Let’s just say that the Bishop of Rome was wrong in what he did (or did not do), and Henry had to do what he did in order to escape his dilemma and save the people of England from catastrophe. Let’s say that all this has passed and the people of England are now truly free by this Act of Royal Supremacy. Does the authority of the Church return to the Roman Bishop?

Henry the VIII was a defender of Roman theology, once attacking Reformed theology by writing his Defence of the Seven Sacraments. The Bishop of Rome then gave him the title of “Defender of the Faith.” So it is relatively clear that Henry was not after a theological reformation which eventually happened within the Anglican Church.

Some Church records show that there were British bishops present in England as early as the second century. But there is little to no known record that the successors of these bishops were in any opposition to the Roman doctrines or authority that they were submitting under. In fact, the early British bishops initially submitted to Rome when the Bishop of Rome decreed through the Council of Aries that the date of Easter be changed.

◆ Things to do ◆
A – Write out the passage on Henry VIII word for word between "Henry the VIII" and "Easter be changed.", inclusive.
B – Condense the paragraph of the passage on Henry VIII that opens with "Henry the VIII was a defender of Roman theology" into a shorter version that keeps its main facts.
C – In the passage on Henry VIII, what title did the Bishop of Rome give Henry?

◆ Supplied material ◆

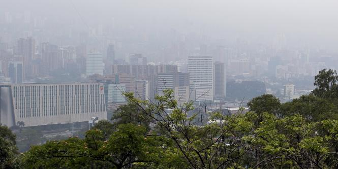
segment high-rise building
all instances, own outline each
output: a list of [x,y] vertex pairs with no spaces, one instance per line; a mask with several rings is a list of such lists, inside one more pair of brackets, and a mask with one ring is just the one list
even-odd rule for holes
[[86,59],[86,75],[95,74],[103,75],[104,65],[102,60],[102,54],[96,51],[88,53]]
[[124,84],[112,84],[108,85],[108,103],[126,102],[123,92],[126,92],[126,85]]
[[23,64],[22,61],[8,62],[8,77],[13,83],[22,83],[23,82]]
[[127,74],[118,74],[115,76],[115,84],[125,84],[126,91],[134,92],[135,90],[135,78],[134,76]]
[[135,81],[135,91],[134,92],[135,97],[143,100],[149,99],[149,86],[147,80],[138,80]]
[[147,58],[140,53],[132,53],[129,55],[130,65],[146,65]]
[[17,42],[14,55],[17,57],[22,57],[24,65],[30,65],[24,67],[25,77],[30,77],[33,74],[34,66],[31,63],[35,59],[35,40],[32,37],[26,39],[20,38]]
[[76,62],[77,50],[73,46],[64,46],[59,49],[59,53],[63,59],[63,63],[65,64],[70,61]]
[[40,57],[42,60],[40,67],[41,74],[48,75],[50,71],[61,68],[62,59],[57,45],[48,42],[42,43],[40,49]]
[[163,94],[163,90],[172,89],[175,99],[181,103],[187,102],[189,98],[189,74],[181,72],[160,73],[157,77],[157,92]]
[[0,85],[0,123],[26,126],[107,119],[102,84],[53,83]]
[[213,93],[215,98],[225,98],[225,70],[224,63],[216,62],[213,63]]
[[107,48],[107,61],[109,65],[114,64],[115,60],[115,46],[109,44]]
[[211,56],[189,56],[190,87],[196,102],[213,100],[213,61]]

◆ Exercise solutions ◆
A –
Henry the VIII was a defender of Roman theology, once attacking Reformed theology by writing his Defence of the Seven Sacraments. The Bishop of Rome then gave him the title of “Defender of the Faith.” So it is relatively clear that Henry was not after a theological reformation which eventually happened within the Anglican Church.

Some Church records show that there were British bishops present in England as early as the second century. But there is little to no known record that the successors of these bishops were in any opposition to the Roman doctrines or authority that they were submitting under. In fact, the early British bishops initially submitted to Rome when the Bishop of Rome decreed through the Council of Aries that the date of Easter be changed.

B – Henry VIII defended Roman theology and attacked Reformed theology in his Defence of the Seven Sacraments, for which the Bishop of Rome called him "Defender of the Faith." He was therefore not seeking the theological reformation that later took place in the Anglican Church.

C – "Defender of the Faith."